▶ _EXERCISE BRIEF_
Please present every line of the entries below as a Markdown table with the columns Row and Line, numbering the rows and skipping blank lines. Leave the pictures out of the table.
=== INPUT MATERIAL ===
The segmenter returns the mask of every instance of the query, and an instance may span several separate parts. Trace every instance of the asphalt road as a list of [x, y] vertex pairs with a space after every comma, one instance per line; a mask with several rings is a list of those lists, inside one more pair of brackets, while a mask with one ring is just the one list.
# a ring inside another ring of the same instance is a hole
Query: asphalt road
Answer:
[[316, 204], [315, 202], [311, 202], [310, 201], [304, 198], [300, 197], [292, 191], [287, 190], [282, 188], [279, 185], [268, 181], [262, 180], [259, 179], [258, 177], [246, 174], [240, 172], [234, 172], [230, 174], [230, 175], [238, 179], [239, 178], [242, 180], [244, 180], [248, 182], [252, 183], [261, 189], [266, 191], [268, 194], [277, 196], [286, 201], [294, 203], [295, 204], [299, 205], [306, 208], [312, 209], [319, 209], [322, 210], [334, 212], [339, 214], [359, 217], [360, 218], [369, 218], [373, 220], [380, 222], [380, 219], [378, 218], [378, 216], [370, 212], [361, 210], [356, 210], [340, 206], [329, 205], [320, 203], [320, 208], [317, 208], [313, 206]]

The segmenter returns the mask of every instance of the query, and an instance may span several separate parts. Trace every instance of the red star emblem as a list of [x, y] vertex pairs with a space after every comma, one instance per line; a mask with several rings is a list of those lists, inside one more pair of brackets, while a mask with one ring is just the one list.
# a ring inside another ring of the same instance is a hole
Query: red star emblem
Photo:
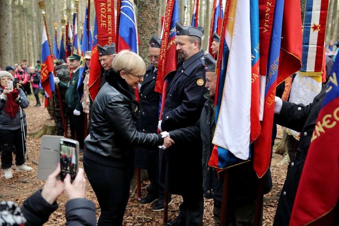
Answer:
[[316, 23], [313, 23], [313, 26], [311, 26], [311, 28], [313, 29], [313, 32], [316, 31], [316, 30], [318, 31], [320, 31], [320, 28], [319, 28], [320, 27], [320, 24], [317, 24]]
===
▶ _EXERCISE ANSWER_
| Row | Line |
|---|---|
| 1 | The segmenter returns the mask of every instance of the query, and an instance may span several separate parts. Trace every instance of the asphalt road as a list of [x, y] vertex pairs with a space after every comma, one instance per line; a mask with several rings is a list of those lists, inside one more pair of brackets, while a mask with one ring is just the one list. |
| 2 | # a ring inside another ring of the same instance is a hole |
| 3 | Query: asphalt road |
| 4 | Answer: |
| 5 | [[316, 204], [315, 202], [311, 202], [310, 201], [304, 198], [300, 197], [292, 191], [287, 190], [282, 188], [279, 185], [268, 181], [262, 180], [259, 179], [258, 177], [246, 174], [240, 172], [234, 172], [230, 174], [230, 175], [238, 179], [239, 178], [242, 180], [244, 180], [248, 182], [252, 183], [261, 189], [266, 191], [268, 194], [277, 196], [286, 201], [294, 203], [295, 204], [299, 205], [306, 208], [312, 209], [319, 209], [322, 210], [334, 212], [339, 214], [359, 217], [360, 218], [369, 218], [373, 220], [380, 222], [380, 219], [378, 218], [378, 216], [370, 212], [361, 210], [356, 210], [340, 206], [329, 205], [320, 203], [320, 208], [317, 208], [313, 206]] |
| 6 | The segmenter returns the mask of every instance of the query, and an instance may span several separate parts. Trace every instance of the red star emblem as a list of [x, y] vertex pairs with a space after every comma, one instance per line; a mask with several rings is a list of those lists, inside one more pair of brackets, while a mask with one ring is just the one list. |
| 7 | # a ring inside another ring of the same instance is a hole |
| 8 | Query: red star emblem |
| 9 | Photo: |
| 10 | Answer: |
| 11 | [[316, 23], [313, 23], [313, 26], [311, 26], [311, 28], [313, 29], [313, 32], [316, 31], [316, 30], [318, 31], [320, 31], [320, 28], [319, 28], [320, 27], [320, 24], [317, 24]] |